# What is expected:
Copy the material below line for line, without any changes.

A run of records:

>> start

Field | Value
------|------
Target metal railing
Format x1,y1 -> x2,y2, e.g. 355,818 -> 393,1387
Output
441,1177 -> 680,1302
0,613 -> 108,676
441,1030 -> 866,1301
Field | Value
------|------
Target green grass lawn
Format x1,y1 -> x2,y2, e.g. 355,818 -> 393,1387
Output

>> end

# Exercise output:
Field | Value
------|------
Target metal railing
Format x1,y1 -> x2,y2, e.g. 355,818 -> 393,1387
Output
441,1177 -> 680,1302
0,613 -> 108,676
441,1030 -> 866,1301
Field | Value
------|------
Target green grass lawn
Format x1,y1 -> x2,y2, e.g. 355,818 -> 393,1387
Output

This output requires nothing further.